Problem to work on – According to the excerpt on Daniel Arsham's Time Fold exhibition, in what years were the never-exhibited early drawings made?

* begin Document extract *

The process is the meaning. Arsham casts an object, then stages its decay, so the work is about time doing the carving rather than the artist. A camera you recognize, frozen mid-collapse, lands harder than any abstract sculpture because the brain fills in what it used to be. This is the same logic FO traced when [Arsham turned nostalgia into a discipline the art world pays for](/quick/daniel-arsham-turned-nostalgia-into-a-discipline-and-the-art-world-paid-him-for-it-mmwqjgdx). The familiar object, ruined, is the whole engine.
## 2007 To 2010. Never Shown Until Now.
Here is the reason to actually go. Time Fold includes a group of early drawings made between 2007 and 2010 that have never been exhibited publicly before. They show that Arsham's idea of fictional archaeology, the eroded future, the artifact-from-tomorrow framing, was fully formed years before the sculptures that made him famous.
That changes how you read the whole career. Most artists arrive at a signature idea by accident and spend years backfilling a story. These drawings argue the opposite for Arsham: the thesis came first, on paper, and the crystal busts and decayed sneakers were execution, not discovery. For collectors and curators, early work that predates the market is the rarest thing in any survey, because it is the proof of intent. It is the difference between a brand and an idea.
## Perrotin Runs This Through August 8
Read the placement. Perrotin, Arsham's longtime gallery, is staging this at its London space tied to Claridges, and the run length matters. June 5 to August 8 is a full summer show, not a two-week pop-in, which is how a gallery signals it considers an exhibition canonical rather than commercial. Arsham has shown with Perrotin for years, including [the Various Thoughts show that opened in March](/quick/daniel-arsham-various-thoughts-opens-march-5-at-perrotin), and the [book and poster signing at Claridges](/quick/daniel-arsham-perrotin-london-claridges-signing-june-18-2026-da7k4mx) is the access layer wrapped around it.

* end Document extract *
* begin Dataset entries *

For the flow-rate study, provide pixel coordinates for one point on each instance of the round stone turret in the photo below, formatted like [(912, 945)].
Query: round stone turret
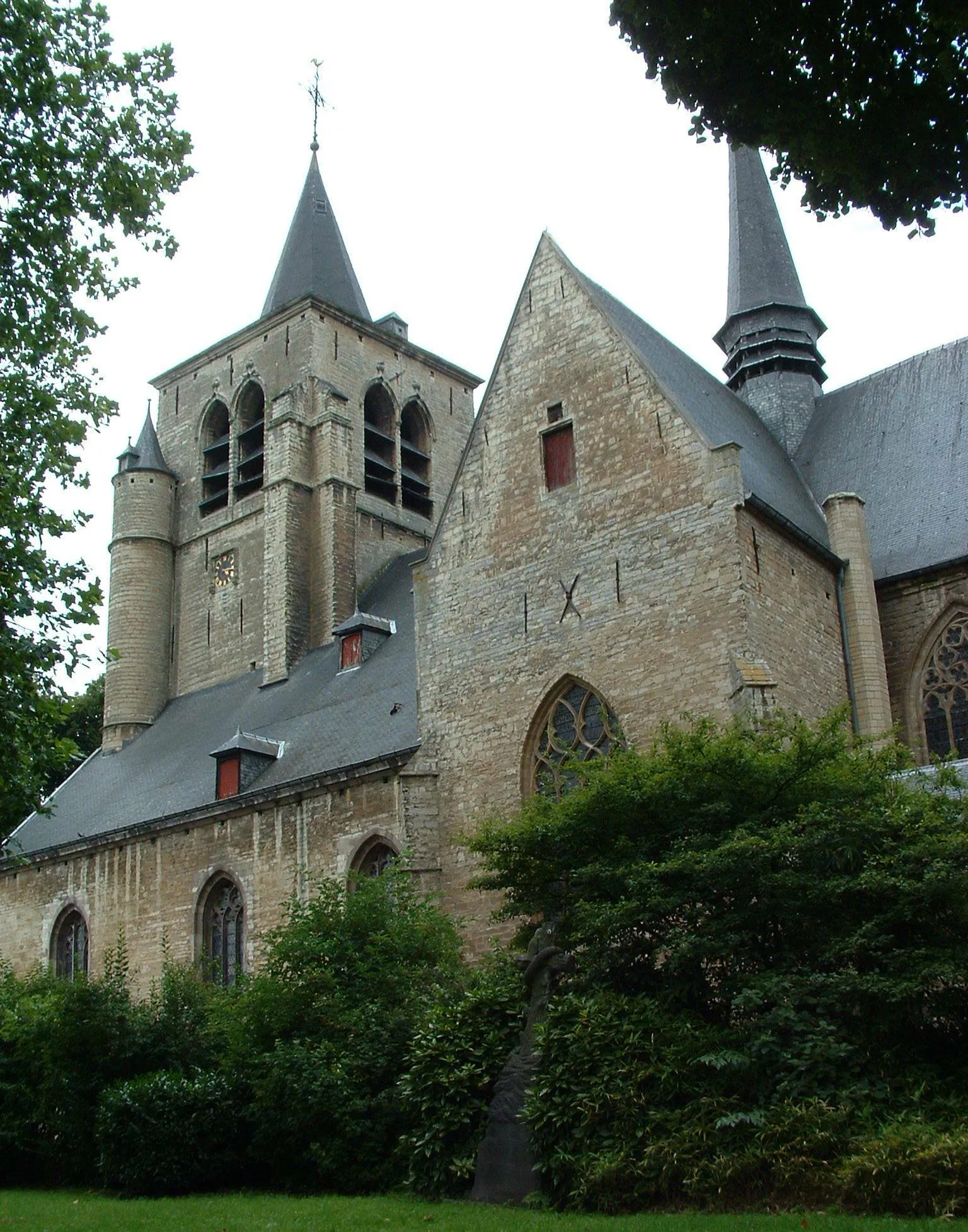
[(141, 592)]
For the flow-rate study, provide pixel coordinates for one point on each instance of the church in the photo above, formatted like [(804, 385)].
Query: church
[(348, 618)]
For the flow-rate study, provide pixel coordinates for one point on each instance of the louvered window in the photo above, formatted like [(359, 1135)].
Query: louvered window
[(560, 458)]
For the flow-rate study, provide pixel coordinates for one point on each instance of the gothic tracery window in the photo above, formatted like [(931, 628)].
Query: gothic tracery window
[(945, 691), (223, 931), (69, 945), (579, 726), (374, 858)]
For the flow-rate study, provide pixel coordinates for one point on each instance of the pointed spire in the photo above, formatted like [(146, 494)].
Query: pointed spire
[(314, 260), (761, 270), (770, 333), (147, 454)]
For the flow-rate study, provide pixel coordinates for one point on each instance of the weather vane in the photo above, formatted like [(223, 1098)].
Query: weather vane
[(318, 101)]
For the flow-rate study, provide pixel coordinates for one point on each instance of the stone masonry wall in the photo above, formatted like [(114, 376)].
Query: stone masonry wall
[(153, 886), (793, 623), (645, 541), (913, 614)]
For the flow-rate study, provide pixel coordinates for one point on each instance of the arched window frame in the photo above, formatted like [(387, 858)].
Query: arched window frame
[(381, 441), (250, 438), (219, 962), (374, 855), (535, 764), (216, 447), (69, 944), (956, 613)]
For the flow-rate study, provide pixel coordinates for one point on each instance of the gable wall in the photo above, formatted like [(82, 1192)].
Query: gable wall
[(649, 495)]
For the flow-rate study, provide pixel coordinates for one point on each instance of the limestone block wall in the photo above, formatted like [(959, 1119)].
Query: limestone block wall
[(913, 613), (793, 621), (152, 886), (645, 543)]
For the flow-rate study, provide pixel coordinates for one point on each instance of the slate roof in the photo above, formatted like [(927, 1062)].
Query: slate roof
[(761, 270), (898, 439), (328, 720), (718, 414), (147, 454), (314, 260)]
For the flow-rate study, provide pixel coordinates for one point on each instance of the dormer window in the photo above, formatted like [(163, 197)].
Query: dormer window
[(251, 440), (360, 636), (227, 776), (241, 761), (351, 651), (216, 459)]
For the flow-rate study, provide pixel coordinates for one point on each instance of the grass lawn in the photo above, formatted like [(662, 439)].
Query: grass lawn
[(78, 1211)]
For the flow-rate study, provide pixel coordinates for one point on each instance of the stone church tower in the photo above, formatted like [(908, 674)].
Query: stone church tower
[(292, 463)]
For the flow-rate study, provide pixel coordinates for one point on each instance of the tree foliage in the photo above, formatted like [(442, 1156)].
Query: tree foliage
[(89, 149), (866, 101), (785, 882)]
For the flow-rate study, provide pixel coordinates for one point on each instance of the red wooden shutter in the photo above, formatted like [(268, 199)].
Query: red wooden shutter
[(228, 778), (351, 651), (560, 458)]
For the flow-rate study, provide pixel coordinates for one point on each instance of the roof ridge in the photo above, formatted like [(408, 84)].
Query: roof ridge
[(890, 367)]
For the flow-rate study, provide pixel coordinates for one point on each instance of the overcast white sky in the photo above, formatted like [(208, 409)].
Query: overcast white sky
[(457, 134)]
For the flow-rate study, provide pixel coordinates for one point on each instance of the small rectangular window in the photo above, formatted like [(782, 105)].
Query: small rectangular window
[(228, 778), (351, 651), (560, 458)]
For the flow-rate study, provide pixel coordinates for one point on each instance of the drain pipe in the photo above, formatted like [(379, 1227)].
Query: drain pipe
[(848, 665)]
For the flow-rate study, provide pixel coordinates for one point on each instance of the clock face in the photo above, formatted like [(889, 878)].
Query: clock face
[(224, 568)]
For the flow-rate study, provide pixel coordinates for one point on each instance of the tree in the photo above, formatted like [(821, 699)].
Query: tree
[(785, 884), (89, 149), (866, 101)]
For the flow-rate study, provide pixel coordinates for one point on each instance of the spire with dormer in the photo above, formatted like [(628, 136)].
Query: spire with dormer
[(770, 334), (314, 260)]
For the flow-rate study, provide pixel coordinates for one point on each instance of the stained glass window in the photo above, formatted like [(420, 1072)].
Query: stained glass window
[(69, 947), (945, 691), (579, 726), (224, 940), (375, 858)]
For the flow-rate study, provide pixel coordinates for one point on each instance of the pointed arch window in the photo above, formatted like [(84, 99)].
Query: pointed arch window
[(415, 460), (69, 945), (945, 691), (374, 858), (223, 933), (215, 459), (250, 469), (379, 444), (575, 725)]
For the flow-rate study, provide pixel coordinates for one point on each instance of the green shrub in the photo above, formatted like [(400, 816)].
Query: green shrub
[(171, 1134), (909, 1167), (452, 1065)]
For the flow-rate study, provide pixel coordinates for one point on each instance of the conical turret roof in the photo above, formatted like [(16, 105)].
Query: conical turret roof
[(147, 454), (761, 269), (314, 260)]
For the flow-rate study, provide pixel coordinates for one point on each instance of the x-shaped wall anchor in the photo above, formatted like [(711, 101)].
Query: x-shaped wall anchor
[(569, 602)]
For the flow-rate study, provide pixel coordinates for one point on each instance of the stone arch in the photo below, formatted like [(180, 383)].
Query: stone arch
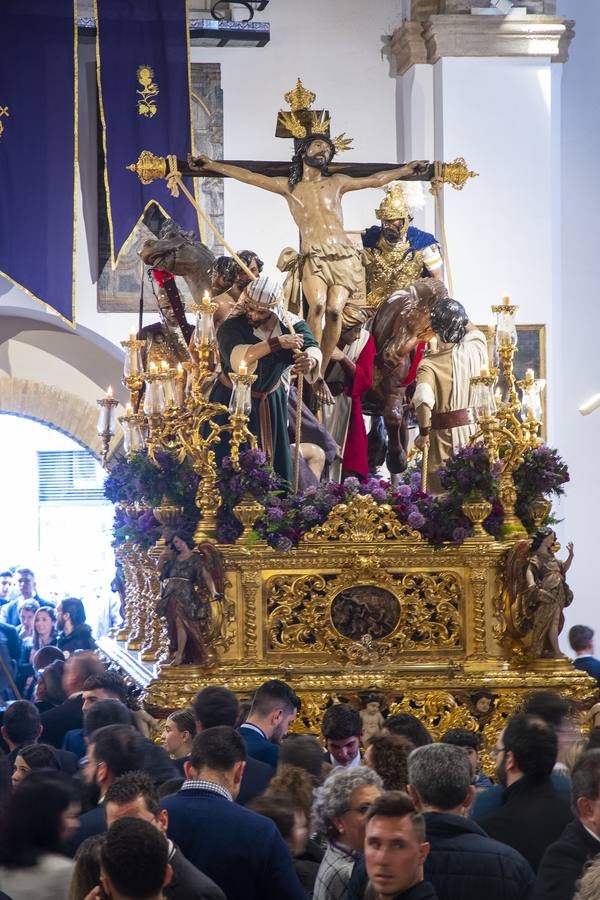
[(56, 408)]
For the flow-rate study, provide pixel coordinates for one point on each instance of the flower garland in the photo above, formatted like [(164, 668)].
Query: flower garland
[(138, 486)]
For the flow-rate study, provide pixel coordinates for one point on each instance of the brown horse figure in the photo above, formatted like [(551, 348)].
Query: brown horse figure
[(400, 325), (179, 252)]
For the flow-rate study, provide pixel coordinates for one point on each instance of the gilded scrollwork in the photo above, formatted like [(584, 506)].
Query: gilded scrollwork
[(429, 617), (362, 519)]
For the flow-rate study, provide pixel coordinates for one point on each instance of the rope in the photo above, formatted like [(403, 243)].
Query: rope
[(175, 184), (437, 184), (425, 465)]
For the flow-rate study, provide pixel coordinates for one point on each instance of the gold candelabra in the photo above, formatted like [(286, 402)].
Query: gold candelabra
[(504, 432), (176, 416)]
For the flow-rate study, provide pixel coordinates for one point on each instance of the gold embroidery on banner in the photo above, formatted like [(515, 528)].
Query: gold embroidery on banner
[(3, 112), (145, 76)]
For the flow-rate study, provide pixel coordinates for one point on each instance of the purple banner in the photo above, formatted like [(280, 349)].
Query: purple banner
[(38, 149), (144, 89)]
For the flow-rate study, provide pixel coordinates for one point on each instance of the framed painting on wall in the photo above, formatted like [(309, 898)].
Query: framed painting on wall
[(118, 290), (531, 354)]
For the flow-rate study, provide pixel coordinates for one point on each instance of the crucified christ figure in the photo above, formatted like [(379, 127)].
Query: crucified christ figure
[(331, 265)]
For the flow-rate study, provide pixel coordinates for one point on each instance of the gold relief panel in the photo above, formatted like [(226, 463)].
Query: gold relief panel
[(364, 614)]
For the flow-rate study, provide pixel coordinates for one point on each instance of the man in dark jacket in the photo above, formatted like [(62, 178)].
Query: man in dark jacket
[(564, 861), (274, 708), (21, 726), (69, 714), (533, 814), (581, 639), (74, 633), (240, 850), (463, 861), (395, 850), (217, 705), (134, 796)]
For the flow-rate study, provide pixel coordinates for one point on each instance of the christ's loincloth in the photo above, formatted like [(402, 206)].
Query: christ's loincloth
[(337, 265)]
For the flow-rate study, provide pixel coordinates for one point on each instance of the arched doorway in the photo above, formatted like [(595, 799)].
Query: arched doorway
[(56, 519)]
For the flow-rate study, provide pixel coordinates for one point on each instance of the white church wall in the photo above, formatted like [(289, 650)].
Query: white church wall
[(337, 48), (579, 324)]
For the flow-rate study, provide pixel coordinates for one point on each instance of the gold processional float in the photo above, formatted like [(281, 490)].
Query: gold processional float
[(364, 606), (445, 643)]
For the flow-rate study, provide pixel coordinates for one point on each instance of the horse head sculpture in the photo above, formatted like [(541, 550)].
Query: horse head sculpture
[(179, 252), (401, 325)]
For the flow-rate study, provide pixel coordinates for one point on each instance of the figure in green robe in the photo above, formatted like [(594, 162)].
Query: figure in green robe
[(271, 343)]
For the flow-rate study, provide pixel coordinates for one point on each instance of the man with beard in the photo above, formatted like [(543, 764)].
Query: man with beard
[(269, 342), (167, 339), (224, 287), (331, 266), (398, 254), (274, 708), (254, 263), (533, 813)]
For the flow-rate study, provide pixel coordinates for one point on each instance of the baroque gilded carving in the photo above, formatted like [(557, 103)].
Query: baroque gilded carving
[(361, 520), (302, 614)]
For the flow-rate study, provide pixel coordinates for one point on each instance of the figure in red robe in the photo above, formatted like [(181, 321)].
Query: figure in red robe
[(349, 377)]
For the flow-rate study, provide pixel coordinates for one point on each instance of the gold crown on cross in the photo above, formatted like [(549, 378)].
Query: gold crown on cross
[(301, 121)]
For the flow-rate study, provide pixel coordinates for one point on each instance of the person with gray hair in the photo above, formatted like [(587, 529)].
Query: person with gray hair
[(589, 886), (565, 859), (340, 812), (463, 861)]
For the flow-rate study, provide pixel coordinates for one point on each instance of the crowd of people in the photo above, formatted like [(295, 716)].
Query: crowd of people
[(225, 802), (35, 633)]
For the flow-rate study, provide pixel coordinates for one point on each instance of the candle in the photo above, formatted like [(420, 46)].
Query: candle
[(180, 385)]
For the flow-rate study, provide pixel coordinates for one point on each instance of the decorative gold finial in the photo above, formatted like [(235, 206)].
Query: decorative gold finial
[(299, 97), (457, 173), (149, 167)]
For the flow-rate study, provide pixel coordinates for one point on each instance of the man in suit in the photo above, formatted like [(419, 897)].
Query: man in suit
[(216, 705), (342, 731), (60, 719), (134, 796), (22, 726), (581, 639), (533, 814), (565, 860), (112, 751), (274, 708), (27, 591), (240, 850)]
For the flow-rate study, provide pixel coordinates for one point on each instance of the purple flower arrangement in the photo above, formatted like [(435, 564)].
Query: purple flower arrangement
[(288, 517), (542, 473)]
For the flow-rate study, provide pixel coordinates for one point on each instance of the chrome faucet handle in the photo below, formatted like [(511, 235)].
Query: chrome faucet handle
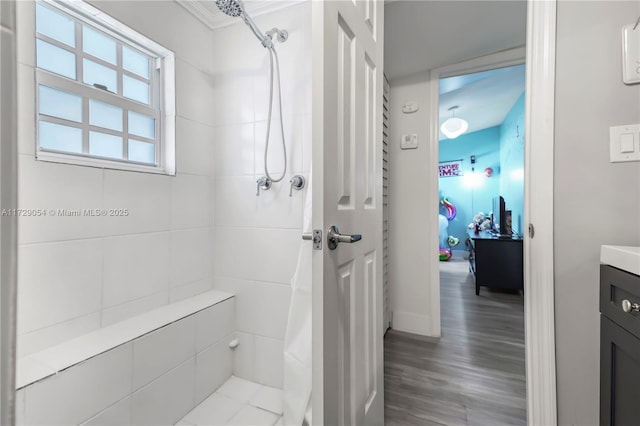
[(263, 183), (297, 182)]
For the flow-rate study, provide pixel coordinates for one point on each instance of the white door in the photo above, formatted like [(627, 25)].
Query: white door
[(347, 193)]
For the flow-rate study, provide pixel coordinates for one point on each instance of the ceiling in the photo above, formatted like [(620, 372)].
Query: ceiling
[(483, 99), (422, 35)]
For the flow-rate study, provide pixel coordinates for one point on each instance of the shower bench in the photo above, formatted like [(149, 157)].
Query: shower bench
[(149, 369)]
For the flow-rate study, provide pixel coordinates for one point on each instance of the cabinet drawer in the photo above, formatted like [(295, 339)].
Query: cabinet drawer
[(615, 286)]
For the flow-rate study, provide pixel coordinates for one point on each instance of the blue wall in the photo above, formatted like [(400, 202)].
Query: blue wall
[(512, 163), (473, 192), (502, 149)]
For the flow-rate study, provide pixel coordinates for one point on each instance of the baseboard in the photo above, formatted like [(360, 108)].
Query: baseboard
[(413, 323)]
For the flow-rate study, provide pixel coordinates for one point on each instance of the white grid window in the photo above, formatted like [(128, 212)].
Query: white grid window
[(106, 94)]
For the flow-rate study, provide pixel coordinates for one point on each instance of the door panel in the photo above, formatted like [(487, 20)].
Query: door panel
[(347, 192)]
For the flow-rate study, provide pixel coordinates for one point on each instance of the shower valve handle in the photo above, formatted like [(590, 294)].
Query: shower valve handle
[(263, 183), (297, 183)]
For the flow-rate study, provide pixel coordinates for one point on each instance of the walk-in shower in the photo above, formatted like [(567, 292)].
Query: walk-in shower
[(235, 8)]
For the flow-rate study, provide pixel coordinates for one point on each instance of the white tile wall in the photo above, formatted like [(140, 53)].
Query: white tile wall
[(145, 265), (163, 350), (256, 253), (26, 109), (53, 186), (234, 149), (269, 361), (190, 256), (257, 238), (190, 202), (152, 379), (48, 271), (119, 414), (46, 337), (191, 83), (261, 308), (188, 290), (244, 356), (214, 366), (74, 395), (133, 308), (135, 266), (196, 147), (147, 196), (167, 399), (211, 325)]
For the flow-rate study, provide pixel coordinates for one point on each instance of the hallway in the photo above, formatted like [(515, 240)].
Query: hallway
[(474, 374)]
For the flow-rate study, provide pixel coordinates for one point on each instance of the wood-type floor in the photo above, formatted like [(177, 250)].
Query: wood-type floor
[(474, 374)]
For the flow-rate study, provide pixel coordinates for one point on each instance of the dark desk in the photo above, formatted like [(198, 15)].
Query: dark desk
[(496, 262)]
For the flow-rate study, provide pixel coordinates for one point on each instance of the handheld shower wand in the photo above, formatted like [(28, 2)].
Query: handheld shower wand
[(235, 8)]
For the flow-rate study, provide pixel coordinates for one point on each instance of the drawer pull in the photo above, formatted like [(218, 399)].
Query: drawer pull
[(627, 306)]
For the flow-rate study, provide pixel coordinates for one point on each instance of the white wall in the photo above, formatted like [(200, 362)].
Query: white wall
[(409, 230), (77, 274), (595, 202), (256, 239)]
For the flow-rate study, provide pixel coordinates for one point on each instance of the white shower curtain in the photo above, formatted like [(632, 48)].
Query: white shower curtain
[(297, 340)]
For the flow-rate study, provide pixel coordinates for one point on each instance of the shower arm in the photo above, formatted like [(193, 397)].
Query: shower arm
[(264, 39), (267, 38)]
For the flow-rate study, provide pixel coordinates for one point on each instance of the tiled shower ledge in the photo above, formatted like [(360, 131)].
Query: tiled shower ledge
[(45, 363)]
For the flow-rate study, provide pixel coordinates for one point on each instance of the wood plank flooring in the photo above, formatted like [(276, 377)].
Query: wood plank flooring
[(474, 374)]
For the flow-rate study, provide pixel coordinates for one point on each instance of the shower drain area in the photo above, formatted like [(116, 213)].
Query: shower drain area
[(238, 402)]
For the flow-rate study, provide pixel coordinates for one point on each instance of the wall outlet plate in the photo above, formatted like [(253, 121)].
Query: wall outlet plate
[(624, 143), (409, 141), (631, 54)]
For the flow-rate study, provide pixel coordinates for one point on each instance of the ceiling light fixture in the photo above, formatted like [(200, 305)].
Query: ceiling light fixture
[(454, 126)]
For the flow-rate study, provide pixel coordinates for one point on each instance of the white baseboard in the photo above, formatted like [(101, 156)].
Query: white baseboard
[(413, 323)]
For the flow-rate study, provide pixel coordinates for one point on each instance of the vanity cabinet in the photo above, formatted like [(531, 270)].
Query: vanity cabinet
[(619, 347)]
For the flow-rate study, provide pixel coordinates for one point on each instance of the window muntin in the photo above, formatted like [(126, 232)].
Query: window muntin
[(101, 95)]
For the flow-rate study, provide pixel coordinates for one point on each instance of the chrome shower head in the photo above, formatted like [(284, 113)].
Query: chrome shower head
[(230, 7)]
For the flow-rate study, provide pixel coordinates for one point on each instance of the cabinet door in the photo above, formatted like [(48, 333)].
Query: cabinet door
[(619, 375)]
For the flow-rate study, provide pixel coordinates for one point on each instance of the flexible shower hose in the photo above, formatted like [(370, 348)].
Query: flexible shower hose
[(272, 55)]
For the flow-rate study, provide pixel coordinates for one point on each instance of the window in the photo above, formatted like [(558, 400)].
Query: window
[(105, 94)]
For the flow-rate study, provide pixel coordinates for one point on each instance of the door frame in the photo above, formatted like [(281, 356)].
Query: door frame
[(538, 201)]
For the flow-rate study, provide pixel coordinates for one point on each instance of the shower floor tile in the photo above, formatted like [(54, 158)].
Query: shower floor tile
[(238, 402)]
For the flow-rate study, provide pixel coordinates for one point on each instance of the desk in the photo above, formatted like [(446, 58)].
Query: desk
[(496, 262)]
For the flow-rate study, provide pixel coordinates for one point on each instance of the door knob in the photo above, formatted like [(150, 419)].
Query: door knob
[(334, 237)]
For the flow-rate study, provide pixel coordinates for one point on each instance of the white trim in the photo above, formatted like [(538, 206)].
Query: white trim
[(215, 19), (538, 208), (538, 251)]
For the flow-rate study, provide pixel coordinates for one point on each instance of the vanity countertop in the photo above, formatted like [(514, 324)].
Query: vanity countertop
[(622, 257)]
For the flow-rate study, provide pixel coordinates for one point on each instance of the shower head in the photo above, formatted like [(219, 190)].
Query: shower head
[(230, 7), (235, 8)]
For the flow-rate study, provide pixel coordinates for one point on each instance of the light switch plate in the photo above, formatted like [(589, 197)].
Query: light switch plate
[(630, 54), (409, 141), (624, 143)]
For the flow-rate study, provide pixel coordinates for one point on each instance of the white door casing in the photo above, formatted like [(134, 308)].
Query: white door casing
[(347, 192)]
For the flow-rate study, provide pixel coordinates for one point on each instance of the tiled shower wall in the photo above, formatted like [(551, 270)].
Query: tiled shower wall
[(257, 238), (77, 274)]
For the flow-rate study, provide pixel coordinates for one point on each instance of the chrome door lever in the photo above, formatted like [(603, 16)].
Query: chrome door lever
[(334, 237)]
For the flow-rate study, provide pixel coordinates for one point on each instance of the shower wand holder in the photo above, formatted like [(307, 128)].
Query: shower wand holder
[(297, 182), (264, 183)]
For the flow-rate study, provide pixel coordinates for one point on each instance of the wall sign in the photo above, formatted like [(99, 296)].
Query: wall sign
[(450, 168)]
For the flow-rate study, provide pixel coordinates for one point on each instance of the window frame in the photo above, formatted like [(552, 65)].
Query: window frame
[(161, 91)]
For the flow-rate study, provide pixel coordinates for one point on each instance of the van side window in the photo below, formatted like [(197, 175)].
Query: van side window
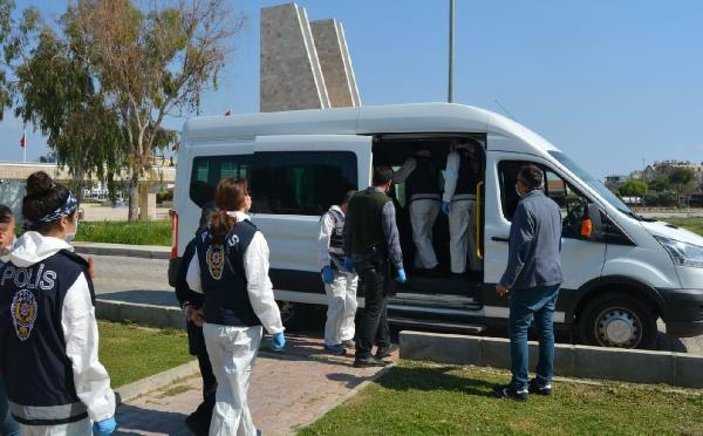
[(572, 204), (297, 183)]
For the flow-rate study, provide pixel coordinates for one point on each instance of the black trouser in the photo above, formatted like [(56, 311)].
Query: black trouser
[(197, 346), (375, 280)]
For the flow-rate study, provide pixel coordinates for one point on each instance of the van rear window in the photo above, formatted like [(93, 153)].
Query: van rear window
[(298, 183)]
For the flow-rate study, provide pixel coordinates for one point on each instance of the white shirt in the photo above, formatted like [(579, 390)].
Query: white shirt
[(259, 286)]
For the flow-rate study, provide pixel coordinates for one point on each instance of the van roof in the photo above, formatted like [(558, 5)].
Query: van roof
[(364, 120)]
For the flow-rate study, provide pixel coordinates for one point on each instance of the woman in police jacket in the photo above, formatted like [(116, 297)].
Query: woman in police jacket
[(48, 332), (230, 267)]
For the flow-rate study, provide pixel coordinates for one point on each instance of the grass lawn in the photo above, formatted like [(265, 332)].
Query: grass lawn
[(130, 352), (123, 232), (692, 224), (419, 398)]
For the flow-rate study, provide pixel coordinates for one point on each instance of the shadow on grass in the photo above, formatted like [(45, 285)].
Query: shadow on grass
[(133, 420), (434, 379)]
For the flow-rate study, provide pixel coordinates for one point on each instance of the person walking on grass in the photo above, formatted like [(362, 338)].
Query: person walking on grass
[(48, 332), (531, 280)]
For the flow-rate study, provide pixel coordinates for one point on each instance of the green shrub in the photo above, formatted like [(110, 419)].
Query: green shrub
[(122, 232)]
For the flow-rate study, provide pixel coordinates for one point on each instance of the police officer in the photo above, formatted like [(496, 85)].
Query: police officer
[(48, 331), (422, 182), (191, 302), (230, 267), (372, 247), (340, 284), (461, 176)]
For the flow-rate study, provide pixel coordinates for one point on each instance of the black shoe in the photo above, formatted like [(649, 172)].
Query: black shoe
[(540, 388), (349, 343), (368, 362), (383, 352), (509, 391), (196, 425)]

* end Dataset entries *

Answer to the problem – Between 2007 and 2010.